→ Records pointing to named objects:
--------------------------------

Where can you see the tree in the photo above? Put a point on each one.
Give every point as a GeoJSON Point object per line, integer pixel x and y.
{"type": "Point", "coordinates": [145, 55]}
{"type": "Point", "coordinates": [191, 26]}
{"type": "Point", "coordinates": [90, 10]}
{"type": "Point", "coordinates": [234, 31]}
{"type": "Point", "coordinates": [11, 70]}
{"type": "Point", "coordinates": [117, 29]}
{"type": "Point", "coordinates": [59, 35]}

--------------------------------

→ SET TASK: Rewrite the listing with "tree" swapped for "lamppost" everywhere it appears, leaving everything else as it is.

→ ANSWER TO THIS EXERCISE:
Where can you see the lamppost in the photo above? Put a point on each one.
Give every point as a GeoJSON Point object per line, integer pixel x and y.
{"type": "Point", "coordinates": [145, 55]}
{"type": "Point", "coordinates": [191, 26]}
{"type": "Point", "coordinates": [90, 10]}
{"type": "Point", "coordinates": [234, 31]}
{"type": "Point", "coordinates": [11, 70]}
{"type": "Point", "coordinates": [117, 29]}
{"type": "Point", "coordinates": [59, 35]}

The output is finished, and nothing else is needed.